DATA FOR PROCESSING:

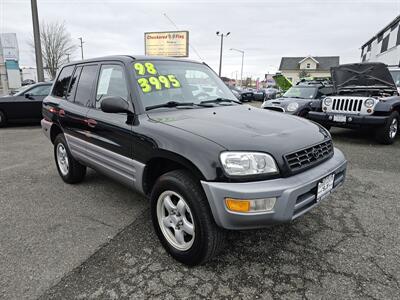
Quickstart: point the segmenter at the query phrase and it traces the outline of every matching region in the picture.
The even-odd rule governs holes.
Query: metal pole
[[[240,86],[243,86],[243,61],[244,61],[244,51],[242,52],[242,69],[240,71]]]
[[[42,47],[40,44],[39,17],[38,17],[36,0],[31,0],[31,7],[32,7],[33,40],[35,43],[37,79],[38,82],[42,82],[44,81],[44,73],[43,73]]]
[[[224,34],[221,34],[221,50],[219,53],[219,72],[218,75],[221,77],[221,69],[222,69],[222,47],[224,46]]]
[[[79,38],[79,40],[81,41],[81,57],[82,57],[82,60],[83,60],[83,40],[82,40],[82,38],[80,37]]]

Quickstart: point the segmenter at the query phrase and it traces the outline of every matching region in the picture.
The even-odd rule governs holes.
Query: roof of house
[[[279,70],[300,70],[300,62],[307,56],[302,57],[282,57]],[[311,59],[318,61],[317,71],[329,71],[331,67],[339,65],[339,56],[310,56]]]
[[[364,43],[364,45],[361,46],[361,48],[364,48],[368,44],[372,43],[375,39],[378,38],[381,34],[384,34],[389,28],[396,27],[400,23],[400,15],[398,15],[392,22],[387,24],[383,29],[379,30],[377,34],[375,34],[372,38],[368,40],[368,42]]]

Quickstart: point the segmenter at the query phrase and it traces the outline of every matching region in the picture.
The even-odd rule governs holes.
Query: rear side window
[[[71,83],[69,84],[67,91],[67,100],[73,102],[74,94],[76,91],[76,86],[78,84],[79,75],[81,75],[82,67],[77,67],[74,72],[74,76],[72,76]]]
[[[76,88],[75,103],[87,106],[92,95],[97,66],[84,66]]]
[[[64,98],[67,95],[67,89],[71,80],[74,66],[68,66],[61,70],[57,81],[54,83],[52,95],[55,97]]]
[[[101,100],[107,96],[128,99],[128,89],[124,69],[119,65],[101,66],[96,92],[96,108],[100,108]]]

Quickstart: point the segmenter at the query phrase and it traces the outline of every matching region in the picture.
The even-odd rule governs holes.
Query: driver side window
[[[102,65],[96,91],[96,108],[100,109],[104,97],[121,97],[128,101],[124,69],[119,65]]]

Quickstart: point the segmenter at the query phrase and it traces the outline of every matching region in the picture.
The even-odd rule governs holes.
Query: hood
[[[0,97],[0,102],[9,102],[12,100],[15,100],[16,96],[11,96],[11,95],[5,95]]]
[[[149,118],[211,140],[227,150],[282,156],[326,140],[329,135],[306,119],[248,105],[152,112]]]
[[[336,93],[350,89],[396,91],[393,77],[383,63],[340,65],[331,68],[331,75]]]

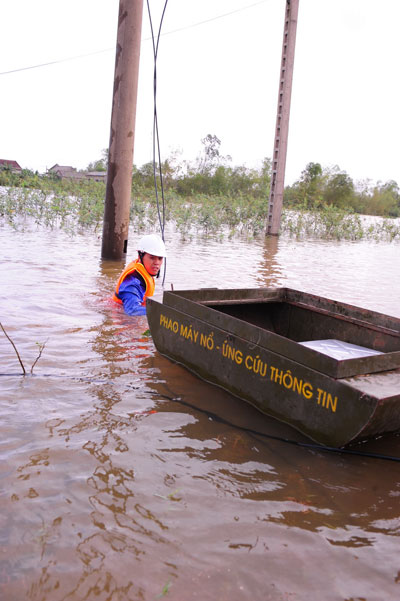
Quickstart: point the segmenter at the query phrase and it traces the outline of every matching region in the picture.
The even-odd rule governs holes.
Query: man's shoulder
[[[130,273],[129,275],[127,275],[126,278],[124,279],[124,281],[121,282],[120,291],[126,290],[130,286],[133,286],[135,288],[138,288],[138,287],[143,288],[144,285],[145,285],[145,282],[144,282],[142,276],[140,275],[140,273],[135,271],[134,273]]]

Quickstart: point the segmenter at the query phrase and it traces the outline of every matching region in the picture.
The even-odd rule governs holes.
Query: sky
[[[165,0],[149,0],[158,31]],[[233,165],[272,156],[285,0],[169,0],[157,61],[162,159],[207,134]],[[0,158],[84,169],[108,147],[119,0],[1,2]],[[286,184],[309,162],[400,184],[398,0],[300,0]],[[46,66],[37,66],[44,63]],[[134,162],[152,160],[144,0]]]

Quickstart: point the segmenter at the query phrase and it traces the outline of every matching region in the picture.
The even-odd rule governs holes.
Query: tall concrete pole
[[[281,223],[285,168],[289,135],[290,100],[292,95],[294,51],[296,45],[299,0],[286,0],[278,109],[272,155],[271,189],[269,193],[267,234],[277,236]]]
[[[143,0],[120,0],[101,249],[103,259],[122,259],[128,247],[142,16]]]

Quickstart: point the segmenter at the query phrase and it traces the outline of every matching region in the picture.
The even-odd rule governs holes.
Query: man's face
[[[162,262],[163,257],[156,257],[155,255],[149,255],[149,253],[144,253],[143,255],[143,265],[150,275],[157,275],[161,269]]]

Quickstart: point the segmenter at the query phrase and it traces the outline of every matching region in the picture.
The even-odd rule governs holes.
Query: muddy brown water
[[[167,243],[168,289],[287,285],[400,317],[396,243]],[[28,372],[0,332],[0,599],[398,600],[400,463],[263,436],[307,441],[160,356],[100,247],[0,227]],[[400,456],[400,437],[357,449]]]

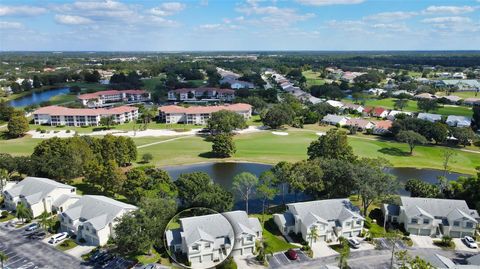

WHAT YOU SHOULD DO: Repeat every line above exactly, minus the pictures.

TASK RESULT:
Quickstart: point the segmenter at the query phrase and it traces the outline of every matching region in the picture.
The even-odd rule governs holes.
Query: metal pole
[[[240,86],[243,86],[243,61],[244,61],[244,51],[242,52],[242,69],[240,71]]]
[[[42,47],[40,44],[39,17],[38,17],[36,0],[31,0],[31,7],[32,7],[33,40],[35,43],[37,79],[38,82],[42,82],[44,81],[44,73],[43,73]]]
[[[224,34],[221,34],[221,50],[219,53],[219,72],[218,75],[221,77],[221,69],[222,69],[222,47],[224,46]]]
[[[79,38],[79,40],[81,41],[81,57],[82,57],[82,60],[83,60],[83,40],[82,40],[82,38],[80,37]]]

Quickstart: point the segmenter at the query phrase and it traces the outline of every matching region in the picture.
The even-odd rule governs holes.
Query: roof of house
[[[279,70],[300,70],[300,62],[307,56],[302,57],[282,57]],[[311,59],[318,61],[317,71],[329,71],[331,67],[339,65],[339,56],[310,56]]]
[[[364,43],[364,45],[361,46],[361,48],[364,48],[368,44],[372,43],[375,39],[378,38],[381,34],[384,34],[389,28],[396,27],[400,23],[400,15],[398,15],[392,22],[387,24],[383,29],[379,30],[377,34],[375,34],[372,38],[368,40],[368,42]]]

Quickstart: point the segmenter at the query phrase and it traces the outline of every matching region in the picture.
The even-odd rule governs holes.
Query: rear side window
[[[71,83],[69,84],[67,91],[67,100],[73,102],[74,94],[76,91],[76,86],[78,84],[79,75],[81,75],[82,67],[77,67],[74,72],[74,76],[72,76]]]
[[[76,88],[75,103],[87,106],[92,95],[97,66],[84,66]]]
[[[64,98],[67,95],[67,89],[71,80],[74,66],[68,66],[61,70],[57,81],[54,83],[52,95],[55,97]]]
[[[101,100],[107,96],[128,99],[128,89],[124,69],[119,65],[101,66],[96,92],[96,108],[100,108]]]

Quickstart: point the segmenter at the query phrase and it traces the outline of every matching region in the picture.
The even-odd rule governs holes.
Query: driver side window
[[[102,65],[96,91],[96,108],[100,109],[104,97],[121,97],[128,101],[124,69],[119,65]]]

Quickstart: point the segmenter at the query phrase and it traces the outline of every matching region in the picture.
The even-odd rule governs holes.
Query: hood
[[[0,97],[0,102],[9,102],[12,100],[15,100],[16,96],[11,96],[11,95],[5,95]]]
[[[149,118],[211,140],[227,150],[282,156],[326,140],[329,135],[306,119],[248,105],[152,112]]]
[[[336,93],[350,89],[396,91],[393,77],[383,63],[340,65],[331,68],[331,75]]]

Quickstart: point the segmenter at the query phrase and it traces the outline of every matching region in the picture.
The even-odd rule governs holes.
Query: man's shoulder
[[[130,273],[129,275],[127,275],[126,278],[124,279],[124,281],[121,282],[120,291],[126,290],[130,286],[133,286],[135,288],[138,288],[138,287],[143,288],[144,285],[145,285],[145,282],[144,282],[142,276],[140,275],[140,273],[135,271],[134,273]]]

Quickstart: point the segmenter at the query phrase and it traces the outline of every matching region in the picture.
The even-odd rule governs holes.
Query: sky
[[[165,0],[149,0],[158,31]],[[233,165],[272,156],[285,0],[169,0],[157,61],[162,159],[207,134]],[[0,158],[84,169],[108,147],[119,0],[1,2]],[[286,184],[309,162],[400,184],[398,0],[300,0]],[[46,66],[37,66],[44,63]],[[134,162],[152,160],[144,0]]]

Quickstart: point the segmenter at the query phrase and it traces the outline of every matching region in the picture.
The even-odd rule governs holes.
Query: tall concrete pole
[[[281,223],[285,168],[289,135],[290,100],[292,95],[294,51],[296,45],[299,0],[286,0],[278,109],[272,155],[271,189],[269,193],[267,234],[277,236]]]
[[[143,0],[120,0],[101,249],[103,259],[122,259],[128,247],[142,16]]]

Quickstart: point the segmenter at the query phrase and it traces the outline of every matching region in the picture.
The even-odd rule governs holes.
Query: man's face
[[[162,262],[163,257],[156,257],[155,255],[149,255],[149,253],[144,253],[143,255],[143,265],[150,275],[157,275],[161,269]]]

Quickstart: point the segmenter at the query phrase and it traces the outline of every matching region in the picture.
The even-odd rule governs holes.
Query: muddy brown water
[[[167,243],[168,289],[287,285],[400,317],[396,243]],[[28,372],[0,332],[0,599],[398,600],[400,463],[263,436],[307,441],[160,356],[100,247],[0,227]],[[400,456],[400,437],[357,449]]]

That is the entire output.